Il y a trois ans ou presque se produisaient deux événements d’une portée encore mal mesurée. D’abord quatre explosions puis le lendemain quatre mots.
Tout commence – on s’en doute – le 11 septembre. L’attentat est inégalé en termes de dommages matériels: nombre de morts, destruction des Twin Towers, impact économique en milliards de dollars. Mais son impact est aussi inégalable au sens psychologique ou moral: jamais, même après Pearl Harbour, l’Amérique ne s’était sentie humiliée ou défiée à un tel degré. Jamais elle ne s’était déclarée victime d’un crime inaugural qui ouvrirait une autre ère. Il n’y a rien à rajouter à tout ce qui s’est dit sur l’importance de l’événement, analyses ou en hyperboles.
Le second événement a eu lieu le 12 septembre: les Etats-Unis déclarent la «guerre à la Terreur». Depuis, non seulement les mots perdurent (l’expression GWOT, Global War on Terror continue officiellement à définir l’axe principal de la politique américaine), mais ils ont été confirmés par les faits, ou plutôt par la politique U.S.
Guerre globale, Terreur totale
Depuis, en effet, la puissance qui prédomine comme jamais aucune autre dans les domaines militaires, diplomatiques, économiques, technologiques ou culturels, a polarisé toute son action autour d’un objectif principal: l’éradication du terrorisme. Elle en a déduit la nécessité des guerres préemptives et réévalué toutes ses alliances à l’aune de la participation à la GWOT.
Puis elle a entrepris de purger la Terre des trois T. Le premier est le Terrorisme. De là découle la lutte contre les Tyrannies (les systèmes politiques qui pourraient encourager ou abriter le premier) et contre la Technologie, celle des Armes de Destruction Massive (le système d’armes qui permettrait au terrorisme, éventuellement avec l’aide des tyrannies de menacer les USA). Enfin toujours par effet de cascade, les U.S.A. ont entrepris ce qui ressemble à une lutte sans limites ni frontières afin de convertir la planète aux valeurs démocratiques. Le programme commence par le Moyen-Orient.

§ Enregistrements:
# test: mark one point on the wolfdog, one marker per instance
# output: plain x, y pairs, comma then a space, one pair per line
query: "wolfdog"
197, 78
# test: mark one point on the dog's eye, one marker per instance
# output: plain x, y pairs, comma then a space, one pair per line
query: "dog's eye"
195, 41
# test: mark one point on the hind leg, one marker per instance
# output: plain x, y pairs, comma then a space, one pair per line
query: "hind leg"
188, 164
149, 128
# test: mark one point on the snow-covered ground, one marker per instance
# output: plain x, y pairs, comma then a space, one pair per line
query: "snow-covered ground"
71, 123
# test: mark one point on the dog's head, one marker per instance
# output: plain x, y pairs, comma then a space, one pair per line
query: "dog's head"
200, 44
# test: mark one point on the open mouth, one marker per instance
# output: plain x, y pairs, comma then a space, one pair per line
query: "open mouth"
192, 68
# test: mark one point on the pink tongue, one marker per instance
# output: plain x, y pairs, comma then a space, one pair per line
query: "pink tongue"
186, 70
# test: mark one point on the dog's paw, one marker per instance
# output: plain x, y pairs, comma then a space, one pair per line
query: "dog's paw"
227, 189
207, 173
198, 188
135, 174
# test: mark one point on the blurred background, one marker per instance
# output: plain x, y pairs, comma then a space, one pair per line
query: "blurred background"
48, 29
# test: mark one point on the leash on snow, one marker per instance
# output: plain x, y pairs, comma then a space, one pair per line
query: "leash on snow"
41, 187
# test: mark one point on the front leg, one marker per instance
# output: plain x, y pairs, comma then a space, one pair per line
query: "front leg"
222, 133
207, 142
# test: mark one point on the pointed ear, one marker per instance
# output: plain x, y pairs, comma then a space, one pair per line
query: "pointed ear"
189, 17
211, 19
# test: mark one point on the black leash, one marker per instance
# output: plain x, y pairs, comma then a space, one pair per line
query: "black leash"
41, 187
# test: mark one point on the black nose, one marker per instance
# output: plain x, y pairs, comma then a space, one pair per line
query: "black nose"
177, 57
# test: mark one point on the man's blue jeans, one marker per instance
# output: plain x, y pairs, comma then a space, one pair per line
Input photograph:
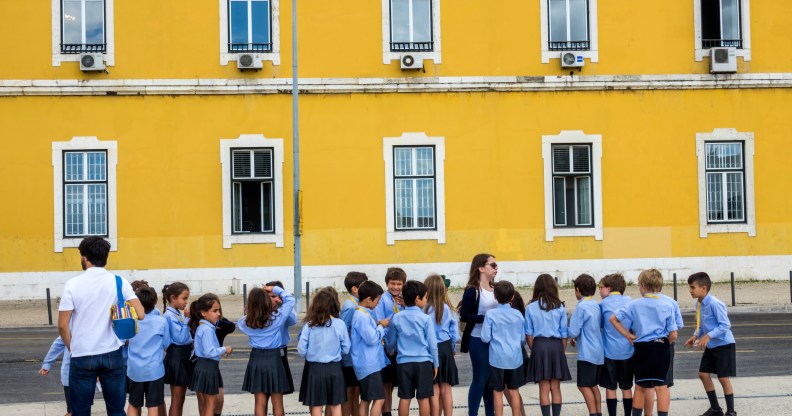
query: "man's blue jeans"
109, 368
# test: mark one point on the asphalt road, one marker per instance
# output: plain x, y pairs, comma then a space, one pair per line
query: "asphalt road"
763, 349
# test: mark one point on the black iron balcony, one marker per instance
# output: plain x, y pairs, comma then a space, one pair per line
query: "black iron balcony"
249, 47
575, 45
412, 46
721, 43
83, 48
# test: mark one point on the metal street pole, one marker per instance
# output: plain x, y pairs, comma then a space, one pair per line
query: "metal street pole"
296, 167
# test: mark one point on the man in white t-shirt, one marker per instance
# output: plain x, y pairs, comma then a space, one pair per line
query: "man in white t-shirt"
86, 329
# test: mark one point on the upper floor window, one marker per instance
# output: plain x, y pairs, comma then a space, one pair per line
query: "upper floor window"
720, 23
411, 25
83, 26
569, 25
249, 26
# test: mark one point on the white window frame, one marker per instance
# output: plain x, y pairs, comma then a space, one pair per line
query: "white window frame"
58, 57
573, 137
732, 135
745, 26
84, 143
274, 56
388, 56
414, 139
592, 54
249, 141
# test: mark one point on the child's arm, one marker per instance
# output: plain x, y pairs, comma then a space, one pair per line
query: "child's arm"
302, 341
56, 349
620, 329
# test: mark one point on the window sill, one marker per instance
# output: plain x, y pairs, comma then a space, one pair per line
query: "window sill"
727, 228
229, 240
393, 236
551, 233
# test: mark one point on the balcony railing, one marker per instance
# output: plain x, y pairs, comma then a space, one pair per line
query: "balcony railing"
83, 48
576, 45
721, 43
412, 46
249, 47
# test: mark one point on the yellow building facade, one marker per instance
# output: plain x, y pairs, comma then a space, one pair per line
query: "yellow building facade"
647, 155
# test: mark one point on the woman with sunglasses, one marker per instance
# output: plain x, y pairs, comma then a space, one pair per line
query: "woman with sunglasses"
476, 301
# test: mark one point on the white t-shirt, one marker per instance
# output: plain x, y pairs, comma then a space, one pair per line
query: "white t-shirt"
89, 296
486, 302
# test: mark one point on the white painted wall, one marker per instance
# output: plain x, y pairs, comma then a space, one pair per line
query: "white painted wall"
32, 285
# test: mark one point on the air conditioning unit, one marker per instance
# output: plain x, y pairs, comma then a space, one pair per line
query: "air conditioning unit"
410, 62
249, 61
91, 62
723, 60
571, 60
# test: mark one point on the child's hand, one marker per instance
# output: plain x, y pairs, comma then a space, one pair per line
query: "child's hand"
690, 341
703, 342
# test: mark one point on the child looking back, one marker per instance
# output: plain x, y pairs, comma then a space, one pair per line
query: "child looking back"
546, 329
504, 330
584, 330
654, 326
412, 334
446, 325
617, 371
351, 282
713, 335
322, 341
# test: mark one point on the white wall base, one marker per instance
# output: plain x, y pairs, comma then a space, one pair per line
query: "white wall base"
32, 285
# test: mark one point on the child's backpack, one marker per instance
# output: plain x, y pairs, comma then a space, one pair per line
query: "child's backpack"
123, 315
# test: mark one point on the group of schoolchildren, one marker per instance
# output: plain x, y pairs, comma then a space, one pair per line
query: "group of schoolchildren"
406, 335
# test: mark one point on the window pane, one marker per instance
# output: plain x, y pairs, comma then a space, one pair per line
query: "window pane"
425, 160
97, 166
404, 203
400, 20
583, 202
94, 21
724, 155
558, 14
238, 19
730, 13
402, 161
578, 20
734, 196
559, 201
97, 209
714, 197
73, 166
422, 20
425, 190
74, 210
261, 21
72, 22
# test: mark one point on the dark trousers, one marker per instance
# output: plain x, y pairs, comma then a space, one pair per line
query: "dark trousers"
479, 361
110, 370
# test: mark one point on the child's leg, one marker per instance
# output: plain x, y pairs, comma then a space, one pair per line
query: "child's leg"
277, 404
497, 400
446, 399
663, 398
404, 407
434, 401
177, 400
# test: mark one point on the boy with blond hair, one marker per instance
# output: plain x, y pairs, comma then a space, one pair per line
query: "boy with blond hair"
652, 321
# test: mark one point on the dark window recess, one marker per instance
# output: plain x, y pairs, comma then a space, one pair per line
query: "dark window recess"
718, 30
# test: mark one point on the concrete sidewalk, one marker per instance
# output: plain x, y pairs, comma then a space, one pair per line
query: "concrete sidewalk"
765, 396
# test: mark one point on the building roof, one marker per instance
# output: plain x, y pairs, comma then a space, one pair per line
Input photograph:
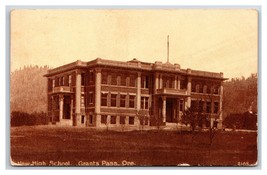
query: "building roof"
134, 64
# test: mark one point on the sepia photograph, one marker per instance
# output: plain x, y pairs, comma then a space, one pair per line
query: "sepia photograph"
134, 87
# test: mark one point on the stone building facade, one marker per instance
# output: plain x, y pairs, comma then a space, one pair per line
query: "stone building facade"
114, 93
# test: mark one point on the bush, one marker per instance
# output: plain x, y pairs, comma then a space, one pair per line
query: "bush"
241, 121
19, 118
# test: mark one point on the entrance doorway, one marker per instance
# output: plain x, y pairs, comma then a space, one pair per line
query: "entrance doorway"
171, 110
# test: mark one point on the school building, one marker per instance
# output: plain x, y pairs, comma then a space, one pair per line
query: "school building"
106, 92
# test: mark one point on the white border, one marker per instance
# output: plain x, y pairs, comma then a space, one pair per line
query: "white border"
155, 3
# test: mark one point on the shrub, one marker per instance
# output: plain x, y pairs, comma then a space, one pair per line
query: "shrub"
19, 118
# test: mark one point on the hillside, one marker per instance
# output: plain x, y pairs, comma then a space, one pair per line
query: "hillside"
28, 89
239, 94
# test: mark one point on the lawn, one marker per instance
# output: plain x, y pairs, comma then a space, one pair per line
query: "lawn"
52, 146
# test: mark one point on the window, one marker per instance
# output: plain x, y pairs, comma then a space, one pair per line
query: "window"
181, 105
53, 84
61, 83
82, 101
197, 88
200, 106
205, 89
132, 81
183, 84
216, 90
90, 119
113, 79
113, 119
82, 118
131, 101
91, 77
90, 97
122, 100
82, 79
208, 107
122, 119
103, 119
131, 120
208, 89
123, 80
104, 78
69, 80
193, 87
200, 88
216, 107
104, 99
113, 100
144, 102
194, 106
144, 81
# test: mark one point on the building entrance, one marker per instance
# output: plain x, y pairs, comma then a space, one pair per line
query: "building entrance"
171, 110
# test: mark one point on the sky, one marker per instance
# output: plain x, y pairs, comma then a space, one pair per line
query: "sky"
217, 40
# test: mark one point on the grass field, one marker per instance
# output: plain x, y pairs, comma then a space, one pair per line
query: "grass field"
51, 145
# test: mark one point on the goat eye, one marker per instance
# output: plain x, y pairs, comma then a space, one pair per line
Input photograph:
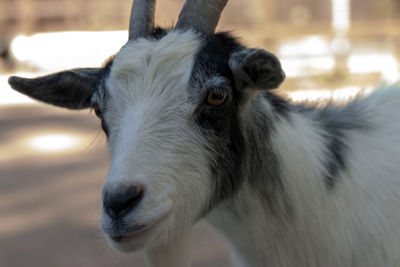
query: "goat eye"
97, 111
217, 97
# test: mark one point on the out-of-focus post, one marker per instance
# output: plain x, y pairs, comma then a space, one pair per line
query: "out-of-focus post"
341, 27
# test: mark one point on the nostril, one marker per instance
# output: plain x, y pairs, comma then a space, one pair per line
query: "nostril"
122, 200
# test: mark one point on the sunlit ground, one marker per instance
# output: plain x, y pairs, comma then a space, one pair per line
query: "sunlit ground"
50, 195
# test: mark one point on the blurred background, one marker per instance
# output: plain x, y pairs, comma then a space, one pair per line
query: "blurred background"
53, 161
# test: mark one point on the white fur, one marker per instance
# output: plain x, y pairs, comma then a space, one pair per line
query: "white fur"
154, 143
357, 224
150, 136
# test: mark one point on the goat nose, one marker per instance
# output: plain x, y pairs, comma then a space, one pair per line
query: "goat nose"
121, 200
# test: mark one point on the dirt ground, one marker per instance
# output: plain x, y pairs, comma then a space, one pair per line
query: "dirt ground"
49, 200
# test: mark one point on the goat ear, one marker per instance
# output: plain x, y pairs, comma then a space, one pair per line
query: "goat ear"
69, 89
256, 68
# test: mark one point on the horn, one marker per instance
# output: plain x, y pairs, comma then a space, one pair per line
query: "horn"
142, 19
201, 15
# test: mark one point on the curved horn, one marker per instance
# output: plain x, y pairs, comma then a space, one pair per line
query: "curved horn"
201, 15
142, 18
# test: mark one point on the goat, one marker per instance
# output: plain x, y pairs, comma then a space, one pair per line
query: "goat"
195, 130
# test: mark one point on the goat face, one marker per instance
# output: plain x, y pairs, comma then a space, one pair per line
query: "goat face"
172, 106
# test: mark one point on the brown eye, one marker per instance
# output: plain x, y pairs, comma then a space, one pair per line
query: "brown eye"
97, 111
216, 97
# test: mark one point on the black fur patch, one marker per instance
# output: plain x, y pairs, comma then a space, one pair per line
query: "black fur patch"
335, 122
219, 124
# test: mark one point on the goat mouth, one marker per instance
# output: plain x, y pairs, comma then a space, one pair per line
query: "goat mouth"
141, 231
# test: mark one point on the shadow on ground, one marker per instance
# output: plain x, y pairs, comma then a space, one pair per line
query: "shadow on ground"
49, 200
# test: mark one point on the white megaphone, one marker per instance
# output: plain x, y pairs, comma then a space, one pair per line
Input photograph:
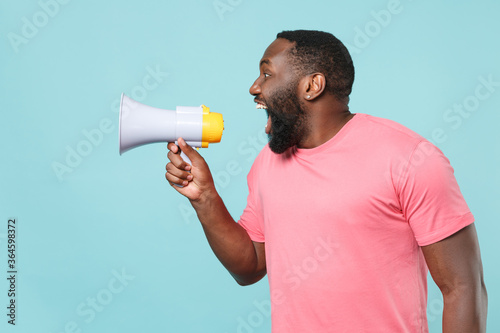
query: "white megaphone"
140, 124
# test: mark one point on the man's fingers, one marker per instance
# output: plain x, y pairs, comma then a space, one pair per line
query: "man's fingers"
173, 147
173, 180
177, 160
178, 173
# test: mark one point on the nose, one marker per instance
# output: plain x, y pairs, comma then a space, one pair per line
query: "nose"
255, 88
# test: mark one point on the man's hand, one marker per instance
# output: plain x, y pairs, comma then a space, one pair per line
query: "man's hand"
196, 179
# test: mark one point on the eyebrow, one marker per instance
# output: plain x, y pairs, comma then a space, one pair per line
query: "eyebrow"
265, 61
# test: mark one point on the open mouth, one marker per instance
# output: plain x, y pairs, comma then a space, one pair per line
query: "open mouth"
261, 105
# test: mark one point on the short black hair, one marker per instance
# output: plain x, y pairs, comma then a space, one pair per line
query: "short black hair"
321, 52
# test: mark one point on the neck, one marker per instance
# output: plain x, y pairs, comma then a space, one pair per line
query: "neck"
326, 118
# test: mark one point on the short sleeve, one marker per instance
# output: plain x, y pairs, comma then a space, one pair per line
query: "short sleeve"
430, 196
252, 218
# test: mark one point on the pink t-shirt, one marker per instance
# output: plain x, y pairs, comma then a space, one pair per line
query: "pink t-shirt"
343, 224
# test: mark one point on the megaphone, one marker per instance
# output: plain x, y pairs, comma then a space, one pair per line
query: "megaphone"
141, 124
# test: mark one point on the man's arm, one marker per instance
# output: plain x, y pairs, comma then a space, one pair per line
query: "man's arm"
244, 259
455, 265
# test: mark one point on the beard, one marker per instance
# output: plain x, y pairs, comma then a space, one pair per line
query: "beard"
288, 119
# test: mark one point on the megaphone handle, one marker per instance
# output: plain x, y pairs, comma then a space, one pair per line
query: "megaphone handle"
185, 158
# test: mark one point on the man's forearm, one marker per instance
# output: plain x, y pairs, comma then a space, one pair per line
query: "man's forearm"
465, 310
229, 241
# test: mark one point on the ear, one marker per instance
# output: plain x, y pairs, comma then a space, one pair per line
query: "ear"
313, 86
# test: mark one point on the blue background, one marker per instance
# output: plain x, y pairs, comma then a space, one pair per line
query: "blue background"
82, 222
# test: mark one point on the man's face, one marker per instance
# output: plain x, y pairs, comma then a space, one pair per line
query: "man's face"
276, 91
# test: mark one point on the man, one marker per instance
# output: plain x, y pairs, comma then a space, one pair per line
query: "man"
345, 211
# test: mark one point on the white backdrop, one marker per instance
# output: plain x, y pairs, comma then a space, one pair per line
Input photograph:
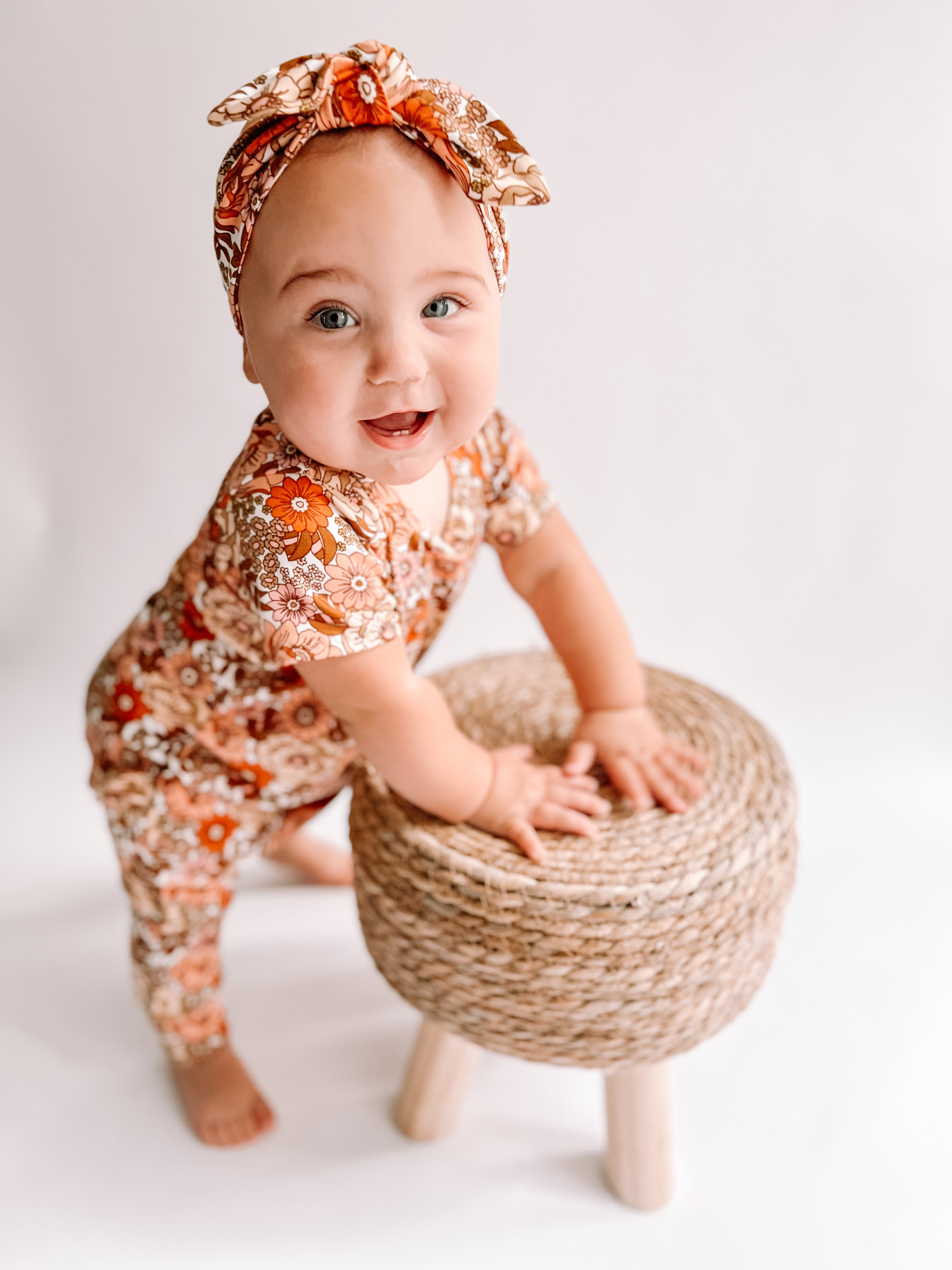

§ Objectif 1:
Extrayez chaque ligne des enregistrements qui contient le mot «upper».
§ Objectif 2:
Poursuivez, s'il vous plaît, le texte sur la guerre contre la Terreur là où il s'arrête.
Le texte sur la guerre contre la Terreur et les enregistrements sont deux matériaux distincts.

§ Réponse attendue 1:
# test: mark one point on the upper floor window, one marker per instance
query: "upper floor window"

§ Réponse attendue 2:
Certes, tout cela n’est pas vraiment nouveau: lutte sans complexe contre le Mal, affirmation sans regret de la puissance et des valeurs américaines et impérialisme démocratique sans fards. Les néo-conservateurs le préparaient depuis avant «9/11» mais rien ne prouve qu’une hypothétique administration Kerry veuille ou puisse demain en suivre un autre.
Même la guerre d’Afghanistan ou celle d’Irak apparaissent aux faucons comme des épisodes de cette grande guerre dont ils annoncent froidement qu’elle pourra durer une génération ou plus. Au moment de la guerre froide, alors qu’elle devait défier une autre superpuissance, l’Amérique semblait moins mobilisée. Pourtant, aujourd’hui, elle traque- en principe – quelques milliers d’hommes qui se cachent et ne disposent ni d’un territoire, ni d’armement lourd, ni d’un Parlement, ni même d’une station de radio ou de télévision officielle (même si al Quaïda ne manque pas de relais médiatiques).
S’agit-il d’une simple affaire de mots? Bien entendu, chacun est libre de traiter cette bizarre formulation, «GWOT», comme une simple métaphore: il faudrait alors comprendre que les U.SA. ont le sentiment d’avoir subir une attaque aussi grave qu’un acte de guerre et qu’ils se sentent «comme en guerre». Pour d’autres, ce serait d’une ruse idéologique destinée suivant le cas, à dissimuler des appétits pétroliers, des plans géostratégiques, la volonté de convertir le monde à un système politique ou encore un prétexte pour maintenir l’opinion en état de paranoïa aigue. Ce n’est pas notre propos d’en discuter ici, d’autant qu’il est assez éclairant de prendre l’expression au pied de la lettre.
Cela entraîne une question simple: les U.S.A. peuvent-ils gagner la guerre qu’ils disent mener au terrorisme? La question se subdivise elle-même en : 1) Les U.S.A. vont-ils gagner? et 2) Est-il possible de gagner une «guerre au terrorisme»?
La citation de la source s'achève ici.